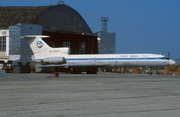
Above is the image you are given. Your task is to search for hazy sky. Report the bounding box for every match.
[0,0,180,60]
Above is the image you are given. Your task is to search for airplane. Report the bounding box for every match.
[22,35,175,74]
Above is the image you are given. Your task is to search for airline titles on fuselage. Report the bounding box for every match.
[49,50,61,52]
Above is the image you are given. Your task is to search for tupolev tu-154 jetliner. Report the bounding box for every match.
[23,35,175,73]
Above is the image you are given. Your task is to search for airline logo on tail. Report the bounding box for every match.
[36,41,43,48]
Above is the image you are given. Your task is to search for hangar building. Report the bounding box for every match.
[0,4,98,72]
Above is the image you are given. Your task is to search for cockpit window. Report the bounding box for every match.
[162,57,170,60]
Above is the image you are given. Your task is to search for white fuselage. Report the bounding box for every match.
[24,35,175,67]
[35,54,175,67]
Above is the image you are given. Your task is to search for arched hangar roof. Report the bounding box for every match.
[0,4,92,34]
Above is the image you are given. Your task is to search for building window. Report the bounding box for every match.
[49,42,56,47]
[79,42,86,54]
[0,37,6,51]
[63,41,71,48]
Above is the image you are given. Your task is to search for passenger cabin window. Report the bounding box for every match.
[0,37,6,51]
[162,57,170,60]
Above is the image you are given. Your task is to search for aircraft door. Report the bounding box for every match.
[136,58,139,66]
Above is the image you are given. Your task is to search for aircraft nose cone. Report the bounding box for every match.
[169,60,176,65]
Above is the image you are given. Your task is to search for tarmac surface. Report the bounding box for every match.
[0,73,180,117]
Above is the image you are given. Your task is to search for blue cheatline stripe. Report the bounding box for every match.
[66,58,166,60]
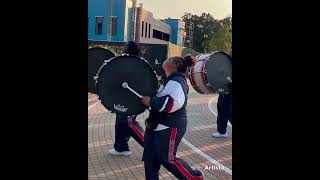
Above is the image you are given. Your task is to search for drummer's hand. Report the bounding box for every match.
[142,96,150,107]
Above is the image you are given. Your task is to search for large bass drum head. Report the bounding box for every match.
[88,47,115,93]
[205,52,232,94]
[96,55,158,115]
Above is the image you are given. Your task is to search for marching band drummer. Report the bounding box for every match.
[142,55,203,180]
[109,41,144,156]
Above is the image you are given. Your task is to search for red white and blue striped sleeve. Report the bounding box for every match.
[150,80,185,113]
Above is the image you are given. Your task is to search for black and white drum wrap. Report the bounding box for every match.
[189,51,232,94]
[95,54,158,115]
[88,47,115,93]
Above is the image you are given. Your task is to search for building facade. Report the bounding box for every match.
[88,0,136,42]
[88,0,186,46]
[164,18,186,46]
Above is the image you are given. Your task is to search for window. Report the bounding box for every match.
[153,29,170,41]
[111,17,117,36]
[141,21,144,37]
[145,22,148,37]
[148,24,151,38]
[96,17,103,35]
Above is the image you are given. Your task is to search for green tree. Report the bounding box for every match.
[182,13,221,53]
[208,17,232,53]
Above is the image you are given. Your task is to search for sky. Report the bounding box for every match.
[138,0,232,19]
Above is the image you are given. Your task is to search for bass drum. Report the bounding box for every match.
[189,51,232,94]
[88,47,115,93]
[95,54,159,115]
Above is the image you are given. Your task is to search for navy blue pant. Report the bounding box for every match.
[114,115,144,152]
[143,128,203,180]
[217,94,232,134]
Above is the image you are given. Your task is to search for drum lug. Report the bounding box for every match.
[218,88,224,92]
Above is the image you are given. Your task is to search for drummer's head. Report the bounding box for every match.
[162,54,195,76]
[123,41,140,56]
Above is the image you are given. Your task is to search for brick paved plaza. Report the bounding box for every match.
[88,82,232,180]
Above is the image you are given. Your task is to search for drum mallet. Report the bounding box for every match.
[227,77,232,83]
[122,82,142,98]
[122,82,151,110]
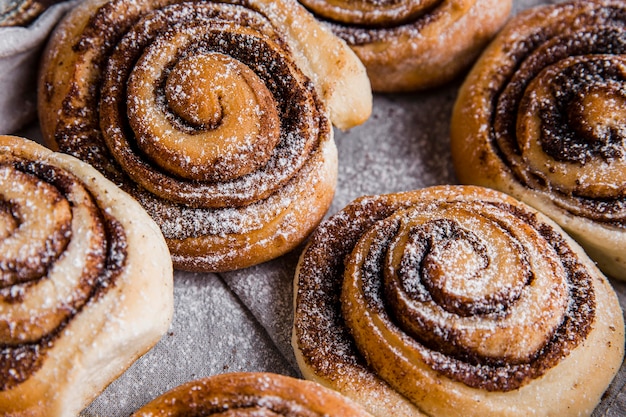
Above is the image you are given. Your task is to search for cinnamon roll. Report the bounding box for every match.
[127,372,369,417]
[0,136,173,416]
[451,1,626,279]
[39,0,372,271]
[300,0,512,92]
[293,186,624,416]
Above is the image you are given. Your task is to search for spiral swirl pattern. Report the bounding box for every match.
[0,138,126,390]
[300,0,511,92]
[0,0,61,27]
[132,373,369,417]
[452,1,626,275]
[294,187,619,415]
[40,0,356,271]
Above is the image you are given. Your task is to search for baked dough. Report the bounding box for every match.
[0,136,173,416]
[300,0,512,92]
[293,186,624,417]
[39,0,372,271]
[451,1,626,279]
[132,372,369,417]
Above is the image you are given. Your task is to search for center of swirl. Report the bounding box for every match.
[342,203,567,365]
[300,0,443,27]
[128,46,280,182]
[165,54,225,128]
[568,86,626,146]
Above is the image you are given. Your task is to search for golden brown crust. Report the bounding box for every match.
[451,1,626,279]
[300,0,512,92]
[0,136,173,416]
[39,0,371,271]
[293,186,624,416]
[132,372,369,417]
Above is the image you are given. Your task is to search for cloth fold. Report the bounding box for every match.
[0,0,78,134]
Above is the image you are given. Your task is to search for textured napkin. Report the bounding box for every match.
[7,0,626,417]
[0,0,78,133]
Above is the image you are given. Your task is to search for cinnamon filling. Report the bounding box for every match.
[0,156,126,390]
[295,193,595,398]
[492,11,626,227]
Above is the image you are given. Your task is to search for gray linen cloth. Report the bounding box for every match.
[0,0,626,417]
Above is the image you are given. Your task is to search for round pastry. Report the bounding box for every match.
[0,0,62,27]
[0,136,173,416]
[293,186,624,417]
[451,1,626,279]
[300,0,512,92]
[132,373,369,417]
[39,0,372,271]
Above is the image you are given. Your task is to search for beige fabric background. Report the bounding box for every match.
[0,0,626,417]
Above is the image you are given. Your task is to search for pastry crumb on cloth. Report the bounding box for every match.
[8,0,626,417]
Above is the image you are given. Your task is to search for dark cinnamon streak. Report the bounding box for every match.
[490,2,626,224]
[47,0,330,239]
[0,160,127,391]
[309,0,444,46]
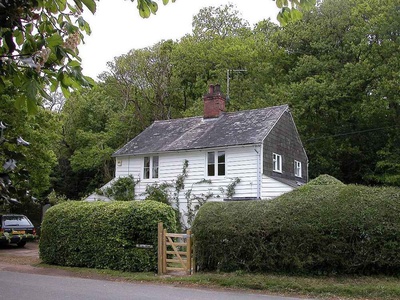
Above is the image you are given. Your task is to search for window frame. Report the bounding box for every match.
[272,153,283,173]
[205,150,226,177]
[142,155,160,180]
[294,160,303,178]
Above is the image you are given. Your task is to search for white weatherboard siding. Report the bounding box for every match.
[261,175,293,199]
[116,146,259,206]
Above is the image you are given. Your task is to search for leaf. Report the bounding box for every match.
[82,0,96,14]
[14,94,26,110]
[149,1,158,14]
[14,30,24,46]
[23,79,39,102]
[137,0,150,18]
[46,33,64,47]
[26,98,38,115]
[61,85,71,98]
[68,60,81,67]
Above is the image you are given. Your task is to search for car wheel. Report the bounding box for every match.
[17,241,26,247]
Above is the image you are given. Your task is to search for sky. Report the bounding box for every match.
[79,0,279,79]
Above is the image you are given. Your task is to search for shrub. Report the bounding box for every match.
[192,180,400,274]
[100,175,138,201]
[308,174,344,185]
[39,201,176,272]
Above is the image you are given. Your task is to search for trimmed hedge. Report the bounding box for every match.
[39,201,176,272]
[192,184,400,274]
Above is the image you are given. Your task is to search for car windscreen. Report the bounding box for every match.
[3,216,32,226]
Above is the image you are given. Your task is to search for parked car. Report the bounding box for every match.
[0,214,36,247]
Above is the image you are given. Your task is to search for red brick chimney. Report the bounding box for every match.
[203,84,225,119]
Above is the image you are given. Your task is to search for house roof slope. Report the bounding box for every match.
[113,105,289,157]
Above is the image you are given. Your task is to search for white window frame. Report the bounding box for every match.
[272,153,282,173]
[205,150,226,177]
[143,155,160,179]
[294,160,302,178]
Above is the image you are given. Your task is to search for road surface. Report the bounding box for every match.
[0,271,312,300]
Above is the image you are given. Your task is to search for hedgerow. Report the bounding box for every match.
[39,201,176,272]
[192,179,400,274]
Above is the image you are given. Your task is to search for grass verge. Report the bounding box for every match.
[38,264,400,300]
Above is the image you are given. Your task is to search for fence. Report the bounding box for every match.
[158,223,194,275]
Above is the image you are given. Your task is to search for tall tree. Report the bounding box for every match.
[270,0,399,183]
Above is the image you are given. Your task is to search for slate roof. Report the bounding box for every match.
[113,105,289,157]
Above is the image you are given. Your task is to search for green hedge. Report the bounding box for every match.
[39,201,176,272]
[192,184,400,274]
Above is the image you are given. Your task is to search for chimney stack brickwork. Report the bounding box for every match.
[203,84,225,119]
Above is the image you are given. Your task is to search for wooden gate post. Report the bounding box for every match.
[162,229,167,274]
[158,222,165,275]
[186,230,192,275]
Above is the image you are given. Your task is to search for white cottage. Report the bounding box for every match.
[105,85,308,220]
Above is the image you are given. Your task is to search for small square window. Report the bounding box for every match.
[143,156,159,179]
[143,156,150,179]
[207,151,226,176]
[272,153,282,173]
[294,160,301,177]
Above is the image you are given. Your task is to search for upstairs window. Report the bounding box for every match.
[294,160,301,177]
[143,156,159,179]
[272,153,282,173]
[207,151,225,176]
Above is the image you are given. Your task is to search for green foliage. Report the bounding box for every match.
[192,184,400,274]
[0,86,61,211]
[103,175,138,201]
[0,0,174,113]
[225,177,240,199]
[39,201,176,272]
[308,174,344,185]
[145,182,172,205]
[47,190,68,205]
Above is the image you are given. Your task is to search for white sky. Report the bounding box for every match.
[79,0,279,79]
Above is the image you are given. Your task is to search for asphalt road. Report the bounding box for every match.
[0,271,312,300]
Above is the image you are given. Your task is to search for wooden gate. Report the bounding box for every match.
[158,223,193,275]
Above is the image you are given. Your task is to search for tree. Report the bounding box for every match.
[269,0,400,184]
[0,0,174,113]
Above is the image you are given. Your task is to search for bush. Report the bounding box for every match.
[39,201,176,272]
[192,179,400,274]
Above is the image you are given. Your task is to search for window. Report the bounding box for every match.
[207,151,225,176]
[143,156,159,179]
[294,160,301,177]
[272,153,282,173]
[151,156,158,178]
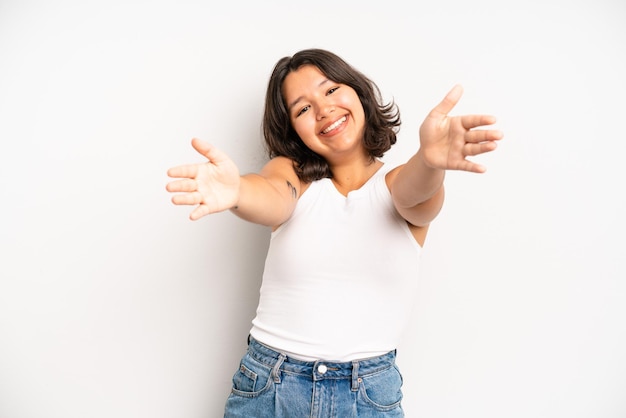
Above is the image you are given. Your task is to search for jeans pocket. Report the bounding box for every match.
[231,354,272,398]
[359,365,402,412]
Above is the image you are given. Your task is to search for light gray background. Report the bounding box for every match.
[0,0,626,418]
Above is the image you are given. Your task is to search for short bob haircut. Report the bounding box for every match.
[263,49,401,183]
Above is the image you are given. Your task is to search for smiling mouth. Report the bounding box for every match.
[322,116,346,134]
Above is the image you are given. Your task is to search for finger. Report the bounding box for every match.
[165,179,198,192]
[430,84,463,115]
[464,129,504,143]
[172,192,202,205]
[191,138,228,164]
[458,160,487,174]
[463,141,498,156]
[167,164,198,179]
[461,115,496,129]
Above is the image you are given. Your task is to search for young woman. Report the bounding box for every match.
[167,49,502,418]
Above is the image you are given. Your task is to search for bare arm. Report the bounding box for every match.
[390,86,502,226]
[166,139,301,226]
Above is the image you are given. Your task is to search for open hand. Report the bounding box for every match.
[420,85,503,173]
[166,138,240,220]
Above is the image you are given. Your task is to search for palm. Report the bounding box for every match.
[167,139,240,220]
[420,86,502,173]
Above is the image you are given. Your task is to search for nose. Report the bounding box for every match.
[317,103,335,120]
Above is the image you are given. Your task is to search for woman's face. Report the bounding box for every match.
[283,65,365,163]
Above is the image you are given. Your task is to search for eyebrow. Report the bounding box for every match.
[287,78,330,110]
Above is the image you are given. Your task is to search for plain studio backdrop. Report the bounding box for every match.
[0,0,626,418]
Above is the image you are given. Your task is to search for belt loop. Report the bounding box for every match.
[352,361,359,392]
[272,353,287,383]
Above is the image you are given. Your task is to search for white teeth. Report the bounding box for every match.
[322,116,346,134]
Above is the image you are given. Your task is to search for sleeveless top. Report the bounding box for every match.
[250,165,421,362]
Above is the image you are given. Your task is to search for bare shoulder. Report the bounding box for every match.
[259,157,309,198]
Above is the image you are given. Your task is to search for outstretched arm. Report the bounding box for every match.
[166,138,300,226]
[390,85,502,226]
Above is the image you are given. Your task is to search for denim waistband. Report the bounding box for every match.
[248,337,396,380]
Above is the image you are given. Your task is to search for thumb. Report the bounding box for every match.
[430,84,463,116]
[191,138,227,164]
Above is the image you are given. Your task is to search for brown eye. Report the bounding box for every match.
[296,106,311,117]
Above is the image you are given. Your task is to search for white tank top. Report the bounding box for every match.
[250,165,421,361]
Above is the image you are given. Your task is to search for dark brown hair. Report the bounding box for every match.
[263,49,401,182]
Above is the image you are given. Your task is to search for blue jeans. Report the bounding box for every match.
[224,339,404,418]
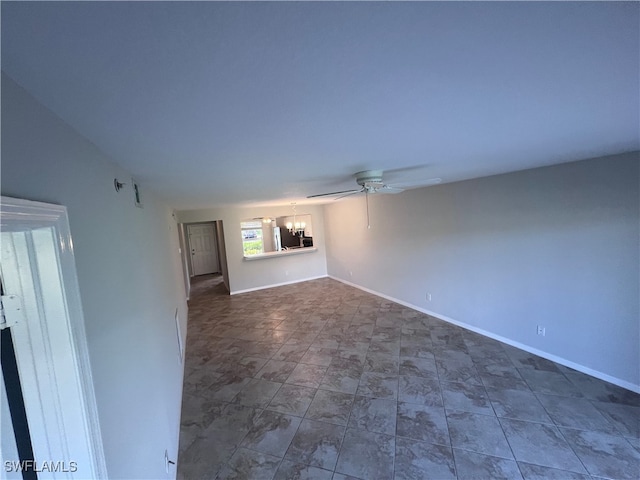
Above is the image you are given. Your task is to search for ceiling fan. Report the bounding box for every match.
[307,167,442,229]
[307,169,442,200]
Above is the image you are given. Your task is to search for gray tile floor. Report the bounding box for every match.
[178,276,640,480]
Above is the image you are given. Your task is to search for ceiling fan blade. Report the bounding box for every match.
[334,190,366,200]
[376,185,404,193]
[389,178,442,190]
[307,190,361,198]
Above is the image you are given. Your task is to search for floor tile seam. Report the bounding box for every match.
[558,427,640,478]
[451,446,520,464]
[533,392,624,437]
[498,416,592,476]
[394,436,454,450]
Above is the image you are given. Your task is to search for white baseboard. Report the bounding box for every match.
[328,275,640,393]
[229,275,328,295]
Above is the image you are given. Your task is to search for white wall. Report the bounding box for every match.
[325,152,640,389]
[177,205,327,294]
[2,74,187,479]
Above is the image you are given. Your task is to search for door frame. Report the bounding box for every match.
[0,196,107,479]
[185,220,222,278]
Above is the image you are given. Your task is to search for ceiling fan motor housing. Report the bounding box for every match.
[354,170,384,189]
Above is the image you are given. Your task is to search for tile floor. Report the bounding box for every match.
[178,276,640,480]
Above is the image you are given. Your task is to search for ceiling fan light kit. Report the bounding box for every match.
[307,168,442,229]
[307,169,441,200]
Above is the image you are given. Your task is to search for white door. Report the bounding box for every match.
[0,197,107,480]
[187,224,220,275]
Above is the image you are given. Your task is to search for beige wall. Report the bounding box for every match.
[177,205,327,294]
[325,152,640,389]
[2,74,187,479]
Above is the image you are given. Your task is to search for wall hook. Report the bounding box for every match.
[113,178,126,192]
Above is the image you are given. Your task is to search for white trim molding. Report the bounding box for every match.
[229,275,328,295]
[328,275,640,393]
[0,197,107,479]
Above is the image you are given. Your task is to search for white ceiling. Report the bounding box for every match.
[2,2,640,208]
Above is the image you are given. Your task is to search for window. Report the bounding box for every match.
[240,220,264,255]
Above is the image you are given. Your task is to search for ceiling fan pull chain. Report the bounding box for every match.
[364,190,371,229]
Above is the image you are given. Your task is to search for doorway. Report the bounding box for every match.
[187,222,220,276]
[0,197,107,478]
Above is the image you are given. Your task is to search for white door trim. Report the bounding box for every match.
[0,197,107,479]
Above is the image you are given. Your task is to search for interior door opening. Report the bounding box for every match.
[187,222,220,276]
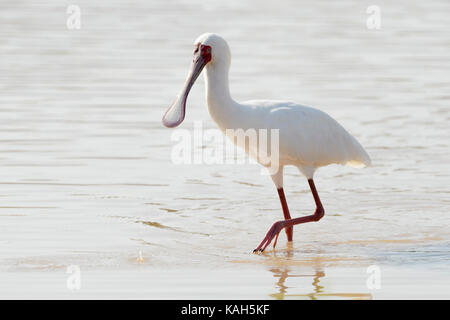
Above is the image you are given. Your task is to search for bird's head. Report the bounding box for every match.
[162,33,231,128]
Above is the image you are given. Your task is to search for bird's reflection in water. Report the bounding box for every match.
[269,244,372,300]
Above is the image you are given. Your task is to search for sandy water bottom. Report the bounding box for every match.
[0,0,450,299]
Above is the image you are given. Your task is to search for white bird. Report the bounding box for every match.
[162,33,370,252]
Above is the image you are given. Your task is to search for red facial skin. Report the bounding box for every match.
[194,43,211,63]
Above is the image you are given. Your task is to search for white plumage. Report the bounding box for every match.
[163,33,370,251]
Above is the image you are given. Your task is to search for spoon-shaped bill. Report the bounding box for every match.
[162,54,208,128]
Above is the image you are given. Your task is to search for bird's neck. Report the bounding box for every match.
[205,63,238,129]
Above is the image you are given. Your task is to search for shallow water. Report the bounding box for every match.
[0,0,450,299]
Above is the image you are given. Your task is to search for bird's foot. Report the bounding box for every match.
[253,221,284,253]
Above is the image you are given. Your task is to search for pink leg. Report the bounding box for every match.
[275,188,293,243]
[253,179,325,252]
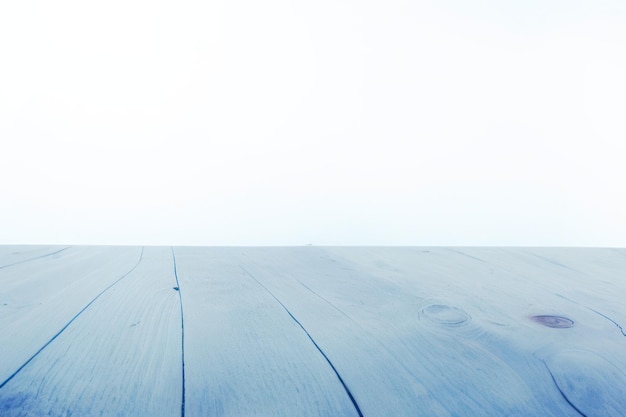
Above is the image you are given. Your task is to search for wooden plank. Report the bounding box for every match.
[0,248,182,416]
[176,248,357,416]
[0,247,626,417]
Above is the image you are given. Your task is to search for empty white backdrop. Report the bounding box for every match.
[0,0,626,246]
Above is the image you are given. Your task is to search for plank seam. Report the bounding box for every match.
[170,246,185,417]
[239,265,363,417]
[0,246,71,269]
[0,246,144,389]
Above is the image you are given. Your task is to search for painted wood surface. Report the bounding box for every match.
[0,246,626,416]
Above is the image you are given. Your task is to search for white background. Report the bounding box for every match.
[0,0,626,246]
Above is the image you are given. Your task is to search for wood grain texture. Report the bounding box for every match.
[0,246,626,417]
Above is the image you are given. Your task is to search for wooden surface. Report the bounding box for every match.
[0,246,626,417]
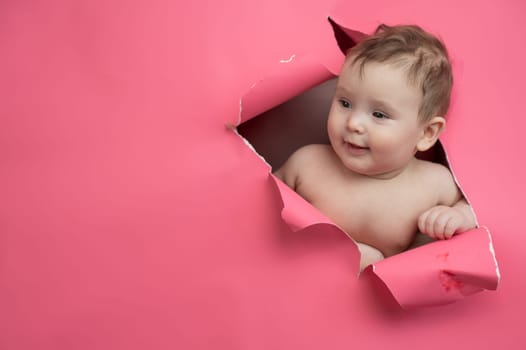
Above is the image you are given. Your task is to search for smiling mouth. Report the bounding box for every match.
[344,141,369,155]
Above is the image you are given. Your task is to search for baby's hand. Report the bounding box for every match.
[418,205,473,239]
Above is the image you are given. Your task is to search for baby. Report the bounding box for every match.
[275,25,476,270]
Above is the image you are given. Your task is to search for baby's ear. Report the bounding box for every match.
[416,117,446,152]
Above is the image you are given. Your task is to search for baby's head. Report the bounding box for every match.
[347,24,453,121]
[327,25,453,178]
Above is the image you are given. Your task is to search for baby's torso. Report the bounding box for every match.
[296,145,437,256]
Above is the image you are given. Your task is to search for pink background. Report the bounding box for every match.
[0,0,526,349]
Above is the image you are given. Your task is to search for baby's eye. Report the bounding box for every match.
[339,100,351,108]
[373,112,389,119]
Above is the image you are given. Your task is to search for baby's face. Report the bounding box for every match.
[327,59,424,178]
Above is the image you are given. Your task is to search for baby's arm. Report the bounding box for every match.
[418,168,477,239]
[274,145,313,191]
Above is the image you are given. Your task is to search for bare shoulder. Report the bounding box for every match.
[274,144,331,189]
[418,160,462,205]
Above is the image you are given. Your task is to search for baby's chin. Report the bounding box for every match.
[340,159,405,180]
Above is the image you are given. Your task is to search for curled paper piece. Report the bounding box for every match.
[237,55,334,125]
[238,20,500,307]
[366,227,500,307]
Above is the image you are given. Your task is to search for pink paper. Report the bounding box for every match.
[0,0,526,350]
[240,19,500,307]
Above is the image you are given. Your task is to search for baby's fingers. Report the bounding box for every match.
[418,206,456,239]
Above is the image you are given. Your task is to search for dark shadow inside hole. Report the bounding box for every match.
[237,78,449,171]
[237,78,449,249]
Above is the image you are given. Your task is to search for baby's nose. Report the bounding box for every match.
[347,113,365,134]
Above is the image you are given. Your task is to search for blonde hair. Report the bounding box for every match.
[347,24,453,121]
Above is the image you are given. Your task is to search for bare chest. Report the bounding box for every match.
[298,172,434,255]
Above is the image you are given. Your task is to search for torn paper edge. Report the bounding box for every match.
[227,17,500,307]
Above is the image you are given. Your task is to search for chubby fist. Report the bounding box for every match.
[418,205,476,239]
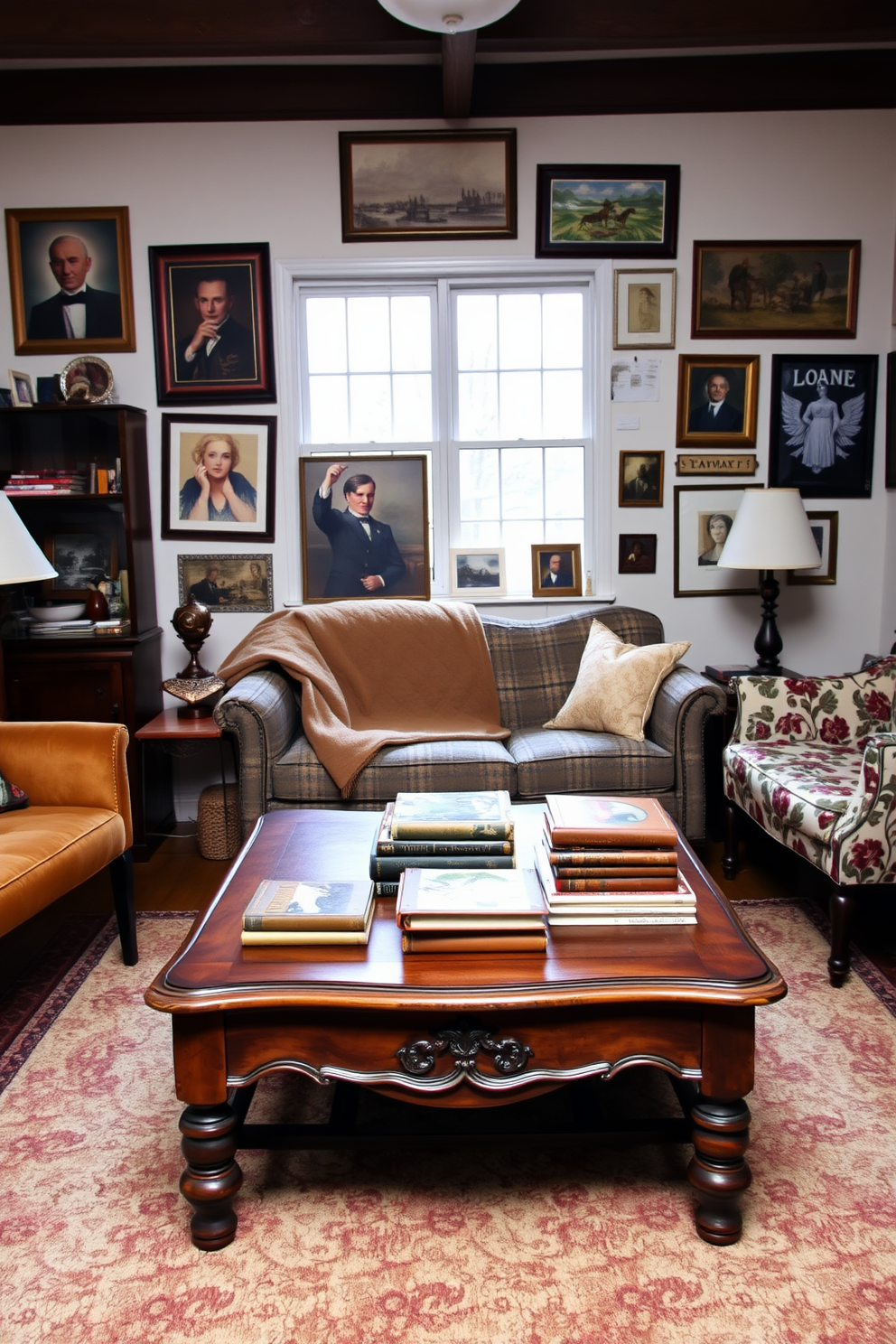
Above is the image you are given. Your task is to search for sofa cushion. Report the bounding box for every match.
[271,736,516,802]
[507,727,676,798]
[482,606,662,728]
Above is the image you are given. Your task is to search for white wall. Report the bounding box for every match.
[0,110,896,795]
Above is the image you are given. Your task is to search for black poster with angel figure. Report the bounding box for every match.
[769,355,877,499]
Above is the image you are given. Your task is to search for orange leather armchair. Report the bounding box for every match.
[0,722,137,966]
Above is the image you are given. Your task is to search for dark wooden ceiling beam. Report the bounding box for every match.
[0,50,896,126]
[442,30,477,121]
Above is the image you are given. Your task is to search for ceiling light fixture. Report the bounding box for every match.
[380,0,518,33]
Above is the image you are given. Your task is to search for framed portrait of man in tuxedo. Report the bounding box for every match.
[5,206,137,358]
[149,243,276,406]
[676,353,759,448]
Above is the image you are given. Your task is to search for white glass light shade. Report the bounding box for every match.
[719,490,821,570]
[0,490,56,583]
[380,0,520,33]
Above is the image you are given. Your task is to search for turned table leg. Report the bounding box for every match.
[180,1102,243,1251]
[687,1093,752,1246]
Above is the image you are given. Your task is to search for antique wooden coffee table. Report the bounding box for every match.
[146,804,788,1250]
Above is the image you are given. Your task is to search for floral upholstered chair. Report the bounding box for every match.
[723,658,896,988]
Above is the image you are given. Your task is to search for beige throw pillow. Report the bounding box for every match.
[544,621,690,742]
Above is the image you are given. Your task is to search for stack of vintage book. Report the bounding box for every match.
■ ■ ■ ■ ■
## Task description:
Copy out the entries starting at the line containing "search for tall" and ending at the line containing "[270,0,399,183]", swapping "tall tree" for "large tree" and leaving everything else as it stands.

## Output:
Above is the image you are given. Your task is to search for large tree. Report the bounding box for every match.
[270,0,399,183]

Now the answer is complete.